#### Extract:

--------------------------------

"Hood Disease" Is Everything Wrong With How We Talk About Inner City Youth

Impact

The news: Do you live in the inner city? Is your life defined by high stress, malnourishment and random acts of violence?

If you answered "yes," you may be suffering from a dangerous new affliction: "Hood Disease" — or as it's known when applied to white people and war veterans, Post-Traumatic Stress Disorder (PTSD).

Seriously? CBS San Francisco aired the above report last week. In her segment, correspondent Wendy Tokuda tries explaining how inner city children are subjected to "repeated trauma" from living in "virtual war zones."

"Unlike soldiers," she said. "Children in the inner city never leave the combat zone."

She described their plight through testimony from East Oakland public school teachers, who've noticed some troubling patterns in their students' recent behavior:

"These cards that they're suddenly wearing around their neck that say 'rest in peace,'" teacher Jasmene Miranda told CBS. "Some kids are walking around with six of them. Laminated cards that are tributes to their slain friends."

--------------------------------

#### The data:
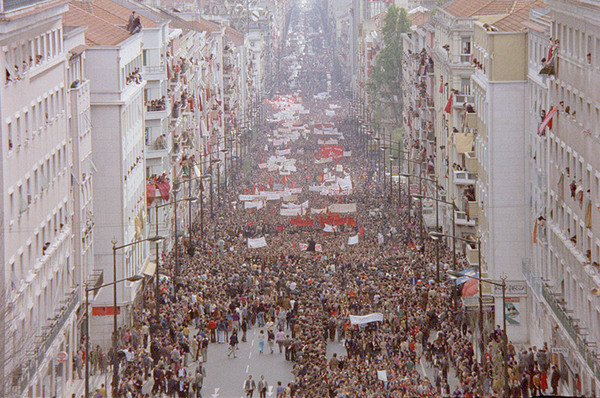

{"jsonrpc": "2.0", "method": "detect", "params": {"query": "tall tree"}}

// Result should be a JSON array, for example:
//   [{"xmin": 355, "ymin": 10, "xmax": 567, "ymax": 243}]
[{"xmin": 367, "ymin": 4, "xmax": 411, "ymax": 124}]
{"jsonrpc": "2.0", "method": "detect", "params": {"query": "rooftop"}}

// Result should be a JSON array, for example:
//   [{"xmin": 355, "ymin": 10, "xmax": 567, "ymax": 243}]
[
  {"xmin": 482, "ymin": 0, "xmax": 546, "ymax": 32},
  {"xmin": 444, "ymin": 0, "xmax": 536, "ymax": 18},
  {"xmin": 408, "ymin": 10, "xmax": 429, "ymax": 26},
  {"xmin": 63, "ymin": 4, "xmax": 131, "ymax": 46}
]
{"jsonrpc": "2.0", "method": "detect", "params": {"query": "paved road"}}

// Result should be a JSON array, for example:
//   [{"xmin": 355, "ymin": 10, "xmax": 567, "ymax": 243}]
[{"xmin": 199, "ymin": 327, "xmax": 293, "ymax": 398}]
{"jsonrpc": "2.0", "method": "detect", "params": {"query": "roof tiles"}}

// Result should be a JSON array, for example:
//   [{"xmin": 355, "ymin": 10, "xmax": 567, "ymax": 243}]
[
  {"xmin": 444, "ymin": 0, "xmax": 536, "ymax": 18},
  {"xmin": 494, "ymin": 0, "xmax": 546, "ymax": 32},
  {"xmin": 63, "ymin": 4, "xmax": 131, "ymax": 46}
]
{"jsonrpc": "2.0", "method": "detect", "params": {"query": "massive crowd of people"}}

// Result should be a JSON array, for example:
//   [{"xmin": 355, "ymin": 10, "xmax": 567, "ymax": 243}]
[{"xmin": 76, "ymin": 3, "xmax": 560, "ymax": 398}]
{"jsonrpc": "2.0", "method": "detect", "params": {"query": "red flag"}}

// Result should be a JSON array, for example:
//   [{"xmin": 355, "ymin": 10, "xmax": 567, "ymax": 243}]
[
  {"xmin": 444, "ymin": 93, "xmax": 454, "ymax": 113},
  {"xmin": 538, "ymin": 106, "xmax": 558, "ymax": 135}
]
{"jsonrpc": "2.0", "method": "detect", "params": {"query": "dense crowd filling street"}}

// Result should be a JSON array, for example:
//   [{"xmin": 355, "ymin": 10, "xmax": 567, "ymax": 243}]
[{"xmin": 78, "ymin": 3, "xmax": 560, "ymax": 398}]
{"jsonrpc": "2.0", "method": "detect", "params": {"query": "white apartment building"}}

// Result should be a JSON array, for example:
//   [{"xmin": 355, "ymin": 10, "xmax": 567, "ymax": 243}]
[
  {"xmin": 433, "ymin": 0, "xmax": 543, "ymax": 343},
  {"xmin": 0, "ymin": 0, "xmax": 91, "ymax": 397},
  {"xmin": 468, "ymin": 10, "xmax": 541, "ymax": 343},
  {"xmin": 64, "ymin": 0, "xmax": 149, "ymax": 345},
  {"xmin": 524, "ymin": 0, "xmax": 600, "ymax": 396}
]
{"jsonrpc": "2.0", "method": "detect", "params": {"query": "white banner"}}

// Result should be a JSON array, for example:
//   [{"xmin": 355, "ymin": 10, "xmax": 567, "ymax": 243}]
[
  {"xmin": 350, "ymin": 312, "xmax": 383, "ymax": 325},
  {"xmin": 281, "ymin": 200, "xmax": 308, "ymax": 209},
  {"xmin": 279, "ymin": 208, "xmax": 303, "ymax": 217},
  {"xmin": 238, "ymin": 194, "xmax": 267, "ymax": 202},
  {"xmin": 323, "ymin": 224, "xmax": 337, "ymax": 232},
  {"xmin": 244, "ymin": 201, "xmax": 265, "ymax": 210},
  {"xmin": 285, "ymin": 188, "xmax": 302, "ymax": 194},
  {"xmin": 337, "ymin": 175, "xmax": 352, "ymax": 191},
  {"xmin": 248, "ymin": 236, "xmax": 267, "ymax": 249}
]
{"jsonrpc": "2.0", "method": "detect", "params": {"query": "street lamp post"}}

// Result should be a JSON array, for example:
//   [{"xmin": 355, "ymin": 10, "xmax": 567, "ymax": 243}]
[
  {"xmin": 415, "ymin": 194, "xmax": 457, "ymax": 272},
  {"xmin": 200, "ymin": 175, "xmax": 210, "ymax": 242},
  {"xmin": 111, "ymin": 236, "xmax": 164, "ymax": 397},
  {"xmin": 429, "ymin": 232, "xmax": 485, "ymax": 356},
  {"xmin": 448, "ymin": 271, "xmax": 509, "ymax": 397},
  {"xmin": 154, "ymin": 196, "xmax": 197, "ymax": 321}
]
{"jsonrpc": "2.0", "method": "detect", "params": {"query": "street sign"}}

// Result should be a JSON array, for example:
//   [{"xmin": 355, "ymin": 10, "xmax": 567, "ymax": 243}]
[{"xmin": 56, "ymin": 351, "xmax": 69, "ymax": 362}]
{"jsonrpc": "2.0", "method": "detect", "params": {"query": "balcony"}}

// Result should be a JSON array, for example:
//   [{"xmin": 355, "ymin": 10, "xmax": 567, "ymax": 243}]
[
  {"xmin": 467, "ymin": 200, "xmax": 479, "ymax": 220},
  {"xmin": 454, "ymin": 170, "xmax": 477, "ymax": 185},
  {"xmin": 144, "ymin": 101, "xmax": 171, "ymax": 120},
  {"xmin": 542, "ymin": 284, "xmax": 600, "ymax": 378},
  {"xmin": 143, "ymin": 65, "xmax": 167, "ymax": 80},
  {"xmin": 16, "ymin": 290, "xmax": 80, "ymax": 396},
  {"xmin": 465, "ymin": 151, "xmax": 479, "ymax": 174},
  {"xmin": 454, "ymin": 211, "xmax": 475, "ymax": 227},
  {"xmin": 464, "ymin": 112, "xmax": 477, "ymax": 127},
  {"xmin": 465, "ymin": 243, "xmax": 479, "ymax": 267},
  {"xmin": 452, "ymin": 94, "xmax": 475, "ymax": 109},
  {"xmin": 146, "ymin": 139, "xmax": 171, "ymax": 159}
]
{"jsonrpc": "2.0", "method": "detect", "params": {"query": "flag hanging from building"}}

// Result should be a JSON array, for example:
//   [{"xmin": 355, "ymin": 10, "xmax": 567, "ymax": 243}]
[
  {"xmin": 538, "ymin": 106, "xmax": 558, "ymax": 135},
  {"xmin": 444, "ymin": 93, "xmax": 454, "ymax": 113}
]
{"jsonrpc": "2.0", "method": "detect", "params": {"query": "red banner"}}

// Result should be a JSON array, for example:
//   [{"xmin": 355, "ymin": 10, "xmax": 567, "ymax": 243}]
[
  {"xmin": 290, "ymin": 217, "xmax": 315, "ymax": 227},
  {"xmin": 321, "ymin": 145, "xmax": 344, "ymax": 159},
  {"xmin": 92, "ymin": 306, "xmax": 121, "ymax": 316},
  {"xmin": 318, "ymin": 214, "xmax": 356, "ymax": 227}
]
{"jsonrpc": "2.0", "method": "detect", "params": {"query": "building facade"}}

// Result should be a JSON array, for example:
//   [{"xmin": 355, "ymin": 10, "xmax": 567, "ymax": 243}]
[
  {"xmin": 523, "ymin": 0, "xmax": 600, "ymax": 396},
  {"xmin": 0, "ymin": 0, "xmax": 92, "ymax": 397}
]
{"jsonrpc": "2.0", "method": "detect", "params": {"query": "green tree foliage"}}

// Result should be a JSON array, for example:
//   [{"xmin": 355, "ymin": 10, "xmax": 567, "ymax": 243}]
[{"xmin": 367, "ymin": 4, "xmax": 411, "ymax": 123}]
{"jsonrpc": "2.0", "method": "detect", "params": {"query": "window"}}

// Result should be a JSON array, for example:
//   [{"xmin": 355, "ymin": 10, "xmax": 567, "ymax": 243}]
[{"xmin": 8, "ymin": 192, "xmax": 15, "ymax": 222}]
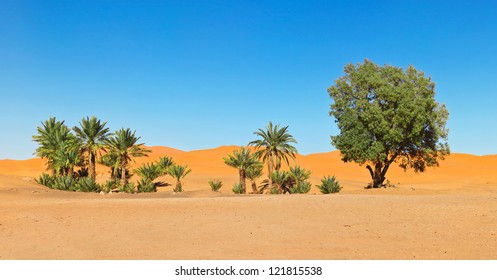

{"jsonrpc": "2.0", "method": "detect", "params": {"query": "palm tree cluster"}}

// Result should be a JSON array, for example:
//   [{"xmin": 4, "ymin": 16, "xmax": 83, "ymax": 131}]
[
  {"xmin": 33, "ymin": 116, "xmax": 150, "ymax": 191},
  {"xmin": 223, "ymin": 122, "xmax": 320, "ymax": 196}
]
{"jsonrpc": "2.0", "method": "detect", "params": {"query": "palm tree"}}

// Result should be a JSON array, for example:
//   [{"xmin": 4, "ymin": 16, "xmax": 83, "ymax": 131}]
[
  {"xmin": 52, "ymin": 138, "xmax": 83, "ymax": 176},
  {"xmin": 268, "ymin": 170, "xmax": 290, "ymax": 193},
  {"xmin": 73, "ymin": 116, "xmax": 110, "ymax": 180},
  {"xmin": 33, "ymin": 117, "xmax": 75, "ymax": 175},
  {"xmin": 245, "ymin": 162, "xmax": 263, "ymax": 193},
  {"xmin": 105, "ymin": 128, "xmax": 151, "ymax": 185},
  {"xmin": 249, "ymin": 122, "xmax": 297, "ymax": 190},
  {"xmin": 168, "ymin": 164, "xmax": 192, "ymax": 192},
  {"xmin": 223, "ymin": 147, "xmax": 259, "ymax": 193}
]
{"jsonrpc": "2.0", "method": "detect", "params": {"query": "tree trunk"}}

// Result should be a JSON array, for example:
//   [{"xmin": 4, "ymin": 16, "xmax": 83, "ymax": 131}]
[
  {"xmin": 238, "ymin": 169, "xmax": 247, "ymax": 193},
  {"xmin": 90, "ymin": 152, "xmax": 97, "ymax": 180},
  {"xmin": 173, "ymin": 180, "xmax": 183, "ymax": 192},
  {"xmin": 252, "ymin": 180, "xmax": 259, "ymax": 194},
  {"xmin": 366, "ymin": 162, "xmax": 390, "ymax": 189},
  {"xmin": 121, "ymin": 162, "xmax": 128, "ymax": 186},
  {"xmin": 266, "ymin": 155, "xmax": 273, "ymax": 193}
]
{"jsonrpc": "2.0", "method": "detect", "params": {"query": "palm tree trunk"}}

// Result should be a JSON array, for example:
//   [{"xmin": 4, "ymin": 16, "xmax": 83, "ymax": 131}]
[
  {"xmin": 121, "ymin": 160, "xmax": 128, "ymax": 186},
  {"xmin": 266, "ymin": 155, "xmax": 273, "ymax": 193},
  {"xmin": 90, "ymin": 152, "xmax": 97, "ymax": 180},
  {"xmin": 252, "ymin": 180, "xmax": 259, "ymax": 194},
  {"xmin": 238, "ymin": 169, "xmax": 247, "ymax": 193}
]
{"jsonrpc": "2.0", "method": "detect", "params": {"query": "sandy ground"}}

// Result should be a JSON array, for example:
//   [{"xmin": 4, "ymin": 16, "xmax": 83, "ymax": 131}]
[{"xmin": 0, "ymin": 147, "xmax": 497, "ymax": 259}]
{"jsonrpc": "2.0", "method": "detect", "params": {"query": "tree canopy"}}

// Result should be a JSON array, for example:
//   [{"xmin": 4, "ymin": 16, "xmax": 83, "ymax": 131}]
[{"xmin": 328, "ymin": 60, "xmax": 450, "ymax": 188}]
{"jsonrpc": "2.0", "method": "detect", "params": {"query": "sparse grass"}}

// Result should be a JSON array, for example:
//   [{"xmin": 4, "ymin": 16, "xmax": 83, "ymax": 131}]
[
  {"xmin": 35, "ymin": 173, "xmax": 55, "ymax": 189},
  {"xmin": 138, "ymin": 178, "xmax": 157, "ymax": 192},
  {"xmin": 209, "ymin": 179, "xmax": 223, "ymax": 192},
  {"xmin": 290, "ymin": 181, "xmax": 312, "ymax": 194},
  {"xmin": 74, "ymin": 177, "xmax": 102, "ymax": 192},
  {"xmin": 316, "ymin": 176, "xmax": 342, "ymax": 194},
  {"xmin": 232, "ymin": 183, "xmax": 243, "ymax": 194}
]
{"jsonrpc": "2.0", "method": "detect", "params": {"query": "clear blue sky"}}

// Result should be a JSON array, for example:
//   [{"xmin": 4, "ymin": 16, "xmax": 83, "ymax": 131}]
[{"xmin": 0, "ymin": 0, "xmax": 497, "ymax": 159}]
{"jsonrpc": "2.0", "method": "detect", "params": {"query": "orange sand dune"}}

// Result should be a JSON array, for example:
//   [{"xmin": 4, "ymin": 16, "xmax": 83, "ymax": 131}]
[
  {"xmin": 0, "ymin": 146, "xmax": 497, "ymax": 259},
  {"xmin": 0, "ymin": 146, "xmax": 497, "ymax": 193}
]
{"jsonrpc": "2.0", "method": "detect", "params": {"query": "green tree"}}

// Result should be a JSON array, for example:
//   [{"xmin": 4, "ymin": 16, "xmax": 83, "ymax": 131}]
[
  {"xmin": 223, "ymin": 147, "xmax": 259, "ymax": 193},
  {"xmin": 249, "ymin": 122, "xmax": 297, "ymax": 194},
  {"xmin": 328, "ymin": 60, "xmax": 450, "ymax": 188},
  {"xmin": 33, "ymin": 117, "xmax": 75, "ymax": 175},
  {"xmin": 245, "ymin": 162, "xmax": 264, "ymax": 193},
  {"xmin": 168, "ymin": 164, "xmax": 192, "ymax": 192},
  {"xmin": 73, "ymin": 116, "xmax": 110, "ymax": 180},
  {"xmin": 105, "ymin": 128, "xmax": 150, "ymax": 185}
]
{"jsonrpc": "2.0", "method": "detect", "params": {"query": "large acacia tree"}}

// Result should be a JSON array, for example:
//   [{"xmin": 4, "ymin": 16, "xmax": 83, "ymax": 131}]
[{"xmin": 328, "ymin": 60, "xmax": 450, "ymax": 188}]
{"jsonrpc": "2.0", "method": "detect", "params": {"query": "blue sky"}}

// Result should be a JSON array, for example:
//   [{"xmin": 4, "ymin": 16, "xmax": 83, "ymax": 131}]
[{"xmin": 0, "ymin": 0, "xmax": 497, "ymax": 159}]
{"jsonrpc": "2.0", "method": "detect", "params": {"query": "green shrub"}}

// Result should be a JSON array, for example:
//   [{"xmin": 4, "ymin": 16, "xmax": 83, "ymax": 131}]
[
  {"xmin": 316, "ymin": 176, "xmax": 342, "ymax": 194},
  {"xmin": 269, "ymin": 186, "xmax": 280, "ymax": 194},
  {"xmin": 101, "ymin": 180, "xmax": 117, "ymax": 193},
  {"xmin": 232, "ymin": 182, "xmax": 243, "ymax": 194},
  {"xmin": 53, "ymin": 176, "xmax": 76, "ymax": 191},
  {"xmin": 75, "ymin": 177, "xmax": 102, "ymax": 192},
  {"xmin": 209, "ymin": 179, "xmax": 223, "ymax": 192},
  {"xmin": 35, "ymin": 173, "xmax": 55, "ymax": 188},
  {"xmin": 138, "ymin": 179, "xmax": 157, "ymax": 192},
  {"xmin": 290, "ymin": 181, "xmax": 312, "ymax": 193},
  {"xmin": 117, "ymin": 182, "xmax": 135, "ymax": 193}
]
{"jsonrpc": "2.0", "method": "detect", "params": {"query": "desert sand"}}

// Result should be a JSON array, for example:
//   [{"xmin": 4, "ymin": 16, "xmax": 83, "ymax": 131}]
[{"xmin": 0, "ymin": 146, "xmax": 497, "ymax": 260}]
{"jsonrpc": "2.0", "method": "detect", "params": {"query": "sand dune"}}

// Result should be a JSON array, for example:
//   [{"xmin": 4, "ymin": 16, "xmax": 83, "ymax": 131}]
[{"xmin": 0, "ymin": 146, "xmax": 497, "ymax": 259}]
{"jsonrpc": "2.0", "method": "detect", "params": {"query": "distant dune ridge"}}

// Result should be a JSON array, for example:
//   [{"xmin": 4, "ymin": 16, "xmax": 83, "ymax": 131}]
[
  {"xmin": 0, "ymin": 146, "xmax": 497, "ymax": 260},
  {"xmin": 0, "ymin": 146, "xmax": 497, "ymax": 193}
]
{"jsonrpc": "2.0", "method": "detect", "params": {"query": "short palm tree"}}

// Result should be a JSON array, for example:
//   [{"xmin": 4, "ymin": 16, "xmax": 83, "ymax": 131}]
[
  {"xmin": 249, "ymin": 122, "xmax": 297, "ymax": 190},
  {"xmin": 73, "ymin": 116, "xmax": 110, "ymax": 180},
  {"xmin": 105, "ymin": 128, "xmax": 150, "ymax": 185},
  {"xmin": 245, "ymin": 162, "xmax": 263, "ymax": 193},
  {"xmin": 52, "ymin": 139, "xmax": 83, "ymax": 176},
  {"xmin": 33, "ymin": 117, "xmax": 75, "ymax": 175},
  {"xmin": 223, "ymin": 147, "xmax": 259, "ymax": 193},
  {"xmin": 168, "ymin": 164, "xmax": 192, "ymax": 192}
]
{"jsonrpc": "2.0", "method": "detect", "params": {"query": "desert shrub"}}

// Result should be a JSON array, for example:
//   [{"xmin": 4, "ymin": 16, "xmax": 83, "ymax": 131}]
[
  {"xmin": 35, "ymin": 173, "xmax": 55, "ymax": 188},
  {"xmin": 117, "ymin": 182, "xmax": 135, "ymax": 193},
  {"xmin": 209, "ymin": 179, "xmax": 223, "ymax": 192},
  {"xmin": 232, "ymin": 182, "xmax": 244, "ymax": 194},
  {"xmin": 100, "ymin": 180, "xmax": 117, "ymax": 192},
  {"xmin": 75, "ymin": 167, "xmax": 89, "ymax": 178},
  {"xmin": 52, "ymin": 176, "xmax": 76, "ymax": 191},
  {"xmin": 316, "ymin": 176, "xmax": 342, "ymax": 194},
  {"xmin": 74, "ymin": 177, "xmax": 102, "ymax": 192},
  {"xmin": 269, "ymin": 186, "xmax": 280, "ymax": 194},
  {"xmin": 138, "ymin": 178, "xmax": 157, "ymax": 192},
  {"xmin": 290, "ymin": 181, "xmax": 312, "ymax": 193}
]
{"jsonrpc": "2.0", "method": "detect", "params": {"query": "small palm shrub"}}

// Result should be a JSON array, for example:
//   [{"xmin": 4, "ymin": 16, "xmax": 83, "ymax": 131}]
[
  {"xmin": 101, "ymin": 180, "xmax": 117, "ymax": 192},
  {"xmin": 209, "ymin": 179, "xmax": 223, "ymax": 192},
  {"xmin": 74, "ymin": 177, "xmax": 101, "ymax": 192},
  {"xmin": 290, "ymin": 181, "xmax": 312, "ymax": 193},
  {"xmin": 232, "ymin": 182, "xmax": 244, "ymax": 194},
  {"xmin": 316, "ymin": 176, "xmax": 342, "ymax": 194},
  {"xmin": 52, "ymin": 176, "xmax": 76, "ymax": 191},
  {"xmin": 117, "ymin": 182, "xmax": 135, "ymax": 193},
  {"xmin": 269, "ymin": 187, "xmax": 280, "ymax": 194},
  {"xmin": 138, "ymin": 179, "xmax": 157, "ymax": 192},
  {"xmin": 35, "ymin": 173, "xmax": 55, "ymax": 188}
]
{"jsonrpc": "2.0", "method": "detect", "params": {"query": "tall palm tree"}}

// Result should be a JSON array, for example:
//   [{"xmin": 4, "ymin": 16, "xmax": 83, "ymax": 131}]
[
  {"xmin": 245, "ymin": 162, "xmax": 264, "ymax": 193},
  {"xmin": 249, "ymin": 122, "xmax": 297, "ymax": 194},
  {"xmin": 105, "ymin": 128, "xmax": 151, "ymax": 185},
  {"xmin": 168, "ymin": 164, "xmax": 192, "ymax": 192},
  {"xmin": 223, "ymin": 147, "xmax": 259, "ymax": 193},
  {"xmin": 72, "ymin": 116, "xmax": 110, "ymax": 180},
  {"xmin": 33, "ymin": 117, "xmax": 75, "ymax": 175},
  {"xmin": 52, "ymin": 138, "xmax": 83, "ymax": 176}
]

--------------------------------

#### Work task 1:
In the "Hood Disease" article, rewrite the passage from "If you answered" up to and including "Stress Disorder (PTSD).", changing "affliction" to "condition".
#### Work task 2:
According to the "Hood Disease" article, which teacher told CBS about students wearing "rest in peace" cards?
None of the records are needed for this work.

#### Answer section 1:
If you answered "yes," you may be suffering from a dangerous new condition: "Hood Disease" — or as it's known when applied to white people and war veterans, Post-Traumatic Stress Disorder (PTSD).

#### Answer section 2:
Jasmene Miranda